__Instruções das tarefas__
A – Transcreva sem alterações o trecho da reportagem sobre o dossiê da Antra que começa nas palavras "Em 2021, pelo" e termina em "com 25 notificações.".
B – De acordo com a reportagem sobre o dossiê da Antra, por que a diminuição dos assassinatos registrados em 2021 não representa uma queda na violência contra pessoas trans? Responda em até três frases.

__Trecho selecionado__

───

Dossiê da Associação Nacional de Travestis e Transexuais aponta holofotes para subnotificação dos casos

Foto: Tomaz Silva/Agência Brasil

Em 2021, pelo menos três pessoas trans e travestis foram assassinadas no Espírito Santo. Os dados são do dossiê da Associação Nacional de Travestis e Transexuais (Antra), lançado oficialmente nesta sexta-feira (28), em Brasília, com dados de todo o Brasil. Presente no encontro, a ativista capixaba Déborah Sabará aponta para a subnotificação dos casos e a necessidade de políticas públicas de referência no Estado.

No dossiê, o Espírito Santo aparece em 13º lugar no ranking de estados com mais registros. Os dados repetem o número de assassinatos notificados em 2020, quando também foram observados três casos. Em primeiro lugar está o estado de São Paulo, com 25 notificações.

Déborah Sabará é coordenadora de Ações e Projetos do Grupo Orgulho, Liberdade e Dignidade (Asssociação Gold), e acredita que os números estão subnotificados. No Espírito Santo, a Gold é responsável por repassar os casos de assassinatos para a Antra, com informações sobre idade e profissão das vítimas.

O registro é feito com base em matérias jornalísticas, relatos e pesquisas, mas a estrutura para a realização das notificações ainda é limitada. “É difícil monitorar as regiões noroeste, norte, sul e região das montanhas, por exemplo. As informações às vezes ficam mais na Grande Vitória”, explica.

Em todo o Brasil, pelo menos 140 assassinatos de pessoas trans foram registrados em 2021, sendo 135 travestis e mulheres transexuais, e cinco casos de homens trans e pessoas transmasculinas. Apesar da diminuição dos números em relação a 2020, quando 175 assassinatos foram observados, o Brasil se manteve como o país que mais assassina pessoas trans do mundo.

“Isso não se reflete exatamente em uma queda na violência ou no número dos assassinatos contra pessoas trans em geral, visto que em 2021 o Brasil seguiu sem qualquer ação do estado para enfrentar a violência transfóbica; permaneceu como o que mais assassina pessoas trans do mundo pelo 13º ano consecutivo (ONG Transgender Europe/2021)”, informa um trecho do dossiê.

O que se vê, pelo contrário, é a institucionalização da transfobia e a ausência de dados nas unidades federativas. “Queremos, também, afirmar que, mesmo diante de um cenário controverso e violento, as conquistas que temos alcançado têm sido frutos da luta dos movimentos da sociedade civil organizada”, enfatiza o relatório.

Perfil da transfobia no Brasil

A Antra constatou que, pela primeira vez na série histórica do dossiê, a maior concentração dos assassinatos foi na região sudeste, onde 49 assassinatos foram registrados, correspondendo a 35% dos casos.

───

__Dados fornecidos__
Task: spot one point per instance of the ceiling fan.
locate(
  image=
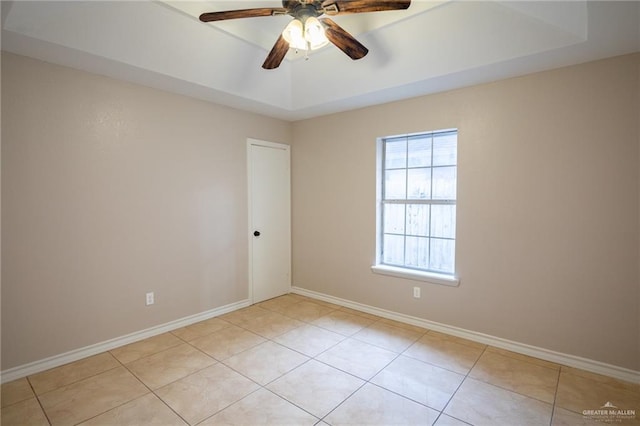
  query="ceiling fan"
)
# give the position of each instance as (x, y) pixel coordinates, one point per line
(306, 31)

───

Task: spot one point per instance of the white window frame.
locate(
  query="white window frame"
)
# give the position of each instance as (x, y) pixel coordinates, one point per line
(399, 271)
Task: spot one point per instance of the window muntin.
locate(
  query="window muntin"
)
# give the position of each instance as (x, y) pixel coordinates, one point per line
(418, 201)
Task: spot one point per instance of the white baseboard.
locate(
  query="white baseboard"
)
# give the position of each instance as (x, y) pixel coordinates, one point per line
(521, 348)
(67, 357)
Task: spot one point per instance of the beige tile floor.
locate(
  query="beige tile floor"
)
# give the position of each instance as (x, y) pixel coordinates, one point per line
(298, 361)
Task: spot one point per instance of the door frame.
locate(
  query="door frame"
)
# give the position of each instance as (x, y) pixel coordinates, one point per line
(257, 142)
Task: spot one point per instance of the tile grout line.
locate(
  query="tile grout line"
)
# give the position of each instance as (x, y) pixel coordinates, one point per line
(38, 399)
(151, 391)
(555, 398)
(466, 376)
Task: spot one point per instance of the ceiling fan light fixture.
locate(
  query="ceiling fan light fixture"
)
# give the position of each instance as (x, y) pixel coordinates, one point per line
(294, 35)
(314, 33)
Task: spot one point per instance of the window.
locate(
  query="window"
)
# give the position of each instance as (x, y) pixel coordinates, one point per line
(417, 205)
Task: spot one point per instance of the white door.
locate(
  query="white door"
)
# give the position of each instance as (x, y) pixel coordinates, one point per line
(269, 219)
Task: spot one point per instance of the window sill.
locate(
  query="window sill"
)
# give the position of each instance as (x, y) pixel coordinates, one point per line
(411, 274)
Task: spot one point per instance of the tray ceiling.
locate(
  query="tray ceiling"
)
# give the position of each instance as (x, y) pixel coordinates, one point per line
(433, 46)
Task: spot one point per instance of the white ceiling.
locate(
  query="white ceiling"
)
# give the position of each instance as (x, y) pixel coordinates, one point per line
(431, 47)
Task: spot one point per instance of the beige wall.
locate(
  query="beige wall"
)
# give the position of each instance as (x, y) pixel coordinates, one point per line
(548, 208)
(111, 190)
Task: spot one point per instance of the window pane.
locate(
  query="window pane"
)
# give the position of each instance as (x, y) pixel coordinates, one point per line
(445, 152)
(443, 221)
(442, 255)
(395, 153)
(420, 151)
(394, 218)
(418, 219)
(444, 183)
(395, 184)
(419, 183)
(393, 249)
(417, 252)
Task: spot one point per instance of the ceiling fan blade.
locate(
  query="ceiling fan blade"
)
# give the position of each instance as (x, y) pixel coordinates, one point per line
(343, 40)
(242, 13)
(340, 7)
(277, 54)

───

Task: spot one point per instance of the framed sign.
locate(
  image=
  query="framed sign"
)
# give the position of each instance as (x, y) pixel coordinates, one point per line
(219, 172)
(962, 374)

───

__Resultados das tarefas__
A –
Em 2021, pelo menos três pessoas trans e travestis foram assassinadas no Espírito Santo. Os dados são do dossiê da Associação Nacional de Travestis e Transexuais (Antra), lançado oficialmente nesta sexta-feira (28), em Brasília, com dados de todo o Brasil. Presente no encontro, a ativista capixaba Déborah Sabará aponta para a subnotificação dos casos e a necessidade de políticas públicas de referência no Estado.

No dossiê, o Espírito Santo aparece em 13º lugar no ranking de estados com mais registros. Os dados repetem o número de assassinatos notificados em 2020, quando também foram observados três casos. Em primeiro lugar está o estado de São Paulo, com 25 notificações.

B – Segundo o dossiê, a diminuição não reflete uma queda na violência porque, em 2021, o Brasil seguiu sem qualquer ação do Estado para enfrentar a violência transfóbica. Além disso, o país permaneceu, pelo 13º ano consecutivo, como o que mais assassina pessoas trans no mundo.